◆ EXPLORE THE MATERIAL
A) According to the passage on Nazi-looted art and restitution in Bavaria, where is the painting Dutch Plaza hanging?
B) Resume the passage on Nazi-looted art and restitution in Bavaria, starting right after its final sentence.

◆ SELECTED TEXT
++++++++
As the Washington Conference and subsequent studies have shown, this massive and laudable work often allowed the government in question simply to ignore the problem thereafter. Worse, in the modern era of restitution, recalcitrant European sovereign defendants have argued to U.S. courts that individual heirs have no standing to file claims because lawsuits conflict with the policy that the U.S. adopted after the war. Germany took this position less than a month ago.

This revelation confirms what that argument is so noxious. As Lorch and Häntzschel reveal, the response in Bavaria was a complete sham. The article is lengthy and, so far as we know, no English-language publication has yet picked up the story. Der Spiegel followed suit today followed suit today. The exhaustive detail is worth reading every word, but here are the highlights:

The print article (not available online, though a summary is) focuses on (and reproduces) a painting hanging in the Xanten cathedral, Dutch Plaza, by an unknown Dutch painter after a painting by Jan Van der Heyden. It was stolen from a Jewish family in Vienna in 1938, the Krauses. Yet this, and many other works were returned not to the families that survived or to their heirs, but to actual Nazis like Baldur von Schirach (one time minister of education and later Gauleiter of Vienna) or Heinrich Hoffmann.

The article gives a summary of the tragic, and sadly common, history of the Vienna family that was victimized. Gottlieb Kraus was born in Bohemia in 1867, then very much part of the Austrian Empire. He and his wife Mathilde were quintessential members of Vienna society. The Krauses collected drawings by Rudolf von Alt and romantic landscapes by Georg Waldmüller. After the Anschluss, they were required like all Austrian Jews to register their property (a prelude to confiscation) and identify themselves as "Isaac" and "Sara" rather than their real names. They left Vienna, heading towards Prague (another common and tragic choice by Vienna's Jews and other targets of the Nazi regime). Their possessions and house in the leafy hill neighborhood of Grinzing (home to many of Vienna's Heurigen) were auctioned off, with the proceeds going to the Nazi government.

The article also skillfully paints a parallel narrative of Henriette von Schirach, Baldur's wife. While her husband was properly punished as a war criminal, not least because of his role in the deportation of 185,000 Austrian Jews, she quietly retired to Munich. She lives, incredibly still, in the same neighborhood that Cornelius Gurlitt did, under her maiden name, Hoffman. Yet while the Krauses obtained no relief from the Bavarian government, she did. Hermann Goering's widow also made a successful personal appeal to the general director of the State Paintings Collection.
++++++++
(Natural-language descriptions of regions)
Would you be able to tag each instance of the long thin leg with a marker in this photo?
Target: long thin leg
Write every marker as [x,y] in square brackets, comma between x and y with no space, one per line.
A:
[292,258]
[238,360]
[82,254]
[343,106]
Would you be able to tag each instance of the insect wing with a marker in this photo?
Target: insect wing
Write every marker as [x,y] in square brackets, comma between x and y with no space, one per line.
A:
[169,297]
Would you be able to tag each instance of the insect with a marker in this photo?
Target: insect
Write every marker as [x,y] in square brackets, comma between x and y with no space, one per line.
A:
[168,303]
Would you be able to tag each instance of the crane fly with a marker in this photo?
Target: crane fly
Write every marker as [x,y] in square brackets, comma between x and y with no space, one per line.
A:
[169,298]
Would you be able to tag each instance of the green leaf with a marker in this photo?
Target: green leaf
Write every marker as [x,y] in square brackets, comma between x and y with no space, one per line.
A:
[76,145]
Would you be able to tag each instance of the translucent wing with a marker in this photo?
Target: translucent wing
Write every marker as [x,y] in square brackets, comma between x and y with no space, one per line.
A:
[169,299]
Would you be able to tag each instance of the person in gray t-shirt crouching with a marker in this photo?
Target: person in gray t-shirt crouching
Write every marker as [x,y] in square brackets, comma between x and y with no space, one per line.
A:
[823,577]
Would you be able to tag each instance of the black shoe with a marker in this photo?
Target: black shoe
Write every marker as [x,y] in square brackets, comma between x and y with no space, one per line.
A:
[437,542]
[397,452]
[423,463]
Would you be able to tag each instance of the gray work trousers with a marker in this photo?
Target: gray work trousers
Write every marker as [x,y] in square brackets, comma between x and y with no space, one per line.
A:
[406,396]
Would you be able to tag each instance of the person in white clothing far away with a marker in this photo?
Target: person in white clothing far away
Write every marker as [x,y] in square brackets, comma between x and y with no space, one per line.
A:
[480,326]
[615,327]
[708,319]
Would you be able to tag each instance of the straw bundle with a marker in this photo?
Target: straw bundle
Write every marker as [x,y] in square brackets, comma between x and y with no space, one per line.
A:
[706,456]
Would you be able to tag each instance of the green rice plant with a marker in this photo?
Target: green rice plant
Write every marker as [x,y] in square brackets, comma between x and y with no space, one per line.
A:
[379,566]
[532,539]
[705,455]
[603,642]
++++++++
◆ REPLIES
A) In the Xanten cathedral.

B)
The execution turned out to be even more diabolical. In the face of specific claims by victims' families, the Bavarian government in some instances resold the works to Nazis like von Schirach, who then resold them for considerable profits. Now out of the hands of Bavaria, private owners are not even bound by the Washington Principles (though this and other episodes call into question the federal states' commitment to those principles).

There is too much going on here to justify with a brief summary. But the most important point is this: it cements Bavaria's role as the worst outlier among the German federal states (so much so that several dozen U.S. Representatives sent a disapproving letter to the Bavarian government recently). It also underscores why Germany's plaintive claims to be leading the way in restitution are wrong. This scandal also explodes one of the most dangerous ideas often whispered around the edges of restitution cases: that claimants only care about the valuable works.

Far more so than the Gurlitt case, in which it could at least be said that the privacy rights of an individual citizen at least ostensibly explained the secrecy, this is a far reaching scandal. Resignations could soon be in order, and that is just the beginning. The Kraus heirs wisely reached out to the CLAE for help, and their work and scholarship is to be commended. What the heirs do next will bear watching. At least some of the heirs are Americans. Don't be surprised to see Bavaria defending itself in U.S. court.